Working as a remote software engineer can be an enjoyable challenge for those who are up to it. And the remote field continues to grow — about 86% of software creators now work remotely.
But whether you’re a newbie or an expert engineer, securing a remote job can be tough. While remote positions offer incredible benefits, they’re not free from hassles, which can range from navigating the job-seeking process to performing job duties.
To stay on top of the game as a remote software engineer, you need to understand the crucial elements that will ensure success. In this article, we’ll share the information you need to get started.
6 Things Every Remote Software Engineer Needs to Know
Here are six vital skills you’ll want to master if you want to be a remote software engineer:
1. How To Use Template Galleries When Applying
A remote workforce allows companies to choose the best workers, no matter where they are located — but that means remote software engineers have a lot more competition.
With hundreds of employees applying for the same position, you need to stand out and make an impression on the hiring team. An excellent way to captivate recruiters is to write an outstanding cover letter, which allows you to share your qualifications and persuade a company to see you as the best match for the role.
Use a cover letter from a template gallery to ensure that your letter meets industry standards while being persuasive enough. The template gallery provides a guide to help you create the perfect cover letter for your dream role.
2. How To Understand Software Users With Card-Sorting Strategies
As we discussed above, you’ll be up against stiff competition for any remote role. That means understanding your users and how they relate to your software is especially crucial if you want to stand out. For example, what are your users’ thought processes, and what do they expect from your software?
The engineer must identify, simplify, and tackle users’ fundamental problems. Card sorting is a software developer research tool that helps them structure the information they gather from users. It’s a practical research method for understanding your user’s experience, and showing proficiency in this method can help set you apart as you apply for remote roles.
3. How To Negotiate Salaries
Most prospects dread the salary negotiation phase — imagine the money you leave on the table when you fail to negotiate.
Many HR managers allow prospects to discuss their salary before taking on the job. This means you must research the industry’s trends and compensation range to gain insight into average earnings. As a remote worker, you’ll also want to know if a company’s pay bands change by region.
As you negotiate, ensure you stay honest, as honesty is crucial in salary negotiation. The company may withdraw its offer if they discover you’ve been dishonest about your previous earnings.

______

### [Exercise instructions]
a) Answer these questions about the article on remote software engineers, one line each:
(i) About what percentage of software creators now work remotely?
(ii) What does card sorting help software developers do with the information they gather from users?
(iii) What may a company do if it discovers you've been dishonest about your previous earnings?
b) Please turn the paragraph beginning "Many HR managers allow prospects" in the article on remote software engineers into a short bulleted list that keeps its main facts.

### [Source excerpt]

______

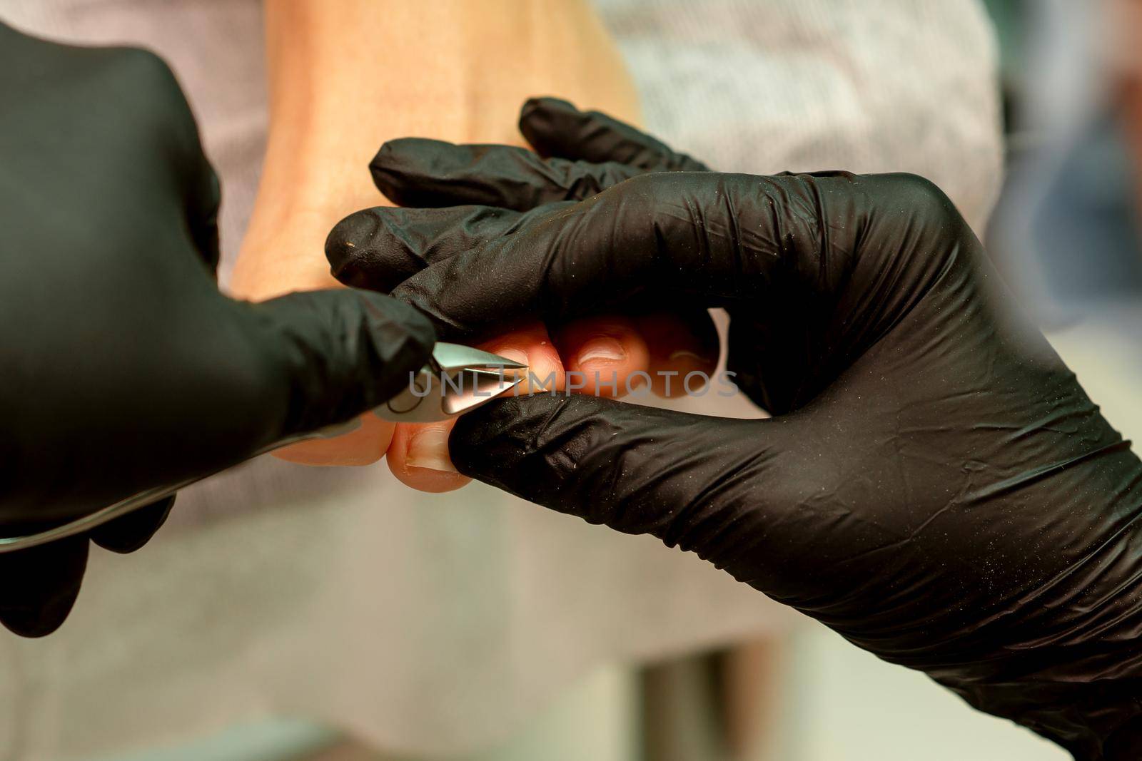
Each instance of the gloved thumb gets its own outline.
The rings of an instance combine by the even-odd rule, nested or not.
[[[653,534],[734,573],[742,543],[757,535],[746,524],[762,513],[725,497],[779,456],[785,438],[766,442],[758,426],[780,428],[589,396],[505,396],[463,415],[449,447],[466,476],[588,523]]]
[[[435,342],[420,311],[380,293],[306,291],[246,306],[268,365],[271,440],[379,406],[424,366]]]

______

### [Solved tasks]
a)
(i) About 86%.
(ii) It helps them structure that information.
(iii) It may withdraw its offer.

b)
- Many HR managers let prospects discuss their salary before taking the job.
- You must therefore research the industry's trends and compensation range to learn average earnings.
- As a remote worker, you'll also want to know whether a company's pay bands change by region.